## Source extract:
---

Canada’s tiny province of Prince Edward Island, ancestral home of Anne of Green Gables, is all abuzz with the latest news. Two groups of Amish families from Woodstock and Waterloo County, Ontario, are heading east to P.E.I. and plan to establish not only a new colony of farm settlers but a traditional one-room schoolhouse to educate their children. Friendly Islanders in Eastern P.E.I. are preparing a hearty spring 2016 welcome and the P.E.I. Government has amended its School Act to smooth the way.

AmishPEIThe courtship of the Amish began two years ago.  An Ontario farm-equipment salesman specializing in horse-drawn vehicles, Tony Wallbank, was the key player in the planned Eastern Migration.  A few years ago, he began seeking new, affordable land for the growing colonies of Ontario Amish and explored prospective properties in Northern Ontario and various places in the northern United States. That ended when he toured eastern P.E.I. in 2014 and discovered rolling fields and landowners anxious to sell their properties for a fraction of the $20,000 an acre cost in Ontario.

---

## Dataset excerpt:
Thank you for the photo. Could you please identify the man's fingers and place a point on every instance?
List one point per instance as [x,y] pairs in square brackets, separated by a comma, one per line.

---

## Task A:
Repeat everything in the passage about the Amish move to Prince Edward Island from "Canada’s tiny province" down to "smooth the way.".
## Task B:
Keep writing the passage about the Amish move to Prince Edward Island, beginning right after its final sentence.

## Result A:
Canada’s tiny province of Prince Edward Island, ancestral home of Anne of Green Gables, is all abuzz with the latest news. Two groups of Amish families from Woodstock and Waterloo County, Ontario, are heading east to P.E.I. and plan to establish not only a new colony of farm settlers but a traditional one-room schoolhouse to educate their children. Friendly Islanders in Eastern P.E.I. are preparing a hearty spring 2016 welcome and the P.E.I. Government has amended its School Act to smooth the way.

## Result B:
Wallbank and the Amish elders found, in eastern P.E.I., perhaps the last vestige of unspoiled rural life in the settled region of southern Canada. The reception committee of Islanders, including Paul MacNeill, publisher of The Eastern Graphic and local realtor Brad Oliver of Montague, P.E.I., laid out quite a welcome mat.  In this region of the Island, it was not hard to find landowners anxious to retire and citizens enthused about seeing their properties farmed rather than sitting idle or being sold-off as acreage for expanding agribusinesses.

The prospect of attracting Amish settlers did what no amount of lobbying by P.E. I. home schoolers could ever have achieved.  Canada’s least receptive province to school choice and home schooling, P.E.I., almost overnight underwent a tremendous conversion. A formal request from Wallbank and the Amish in the fall of 2015 to amend the School Act regulations was hurried into law.

A critically-important P.E.I. School Act provision limiting Home Schooling to groups with a “certified teacher-advisor” was lifted.  That restrictive provision, enacted in 2009, to limit and control any expansion of home education,  was suddenly deemed unnecessary by provincial school officials.

The official Education Department line was rather interesting. “It wasn’t really a barrier,” Education Minister Hal Perry told CBC News PEI in October 2015. “It was a bit of a hurdle,” he added, and an issue for the newcomers. “(The Amish) felt it was important that they home school their children in their own tradition. We as a government, respect that.” Deputy Minister Sandy MacDonald, when asked about the change insisted it was not a big issue because the Amish were proposing to home school their children without any expectation of provincial funding.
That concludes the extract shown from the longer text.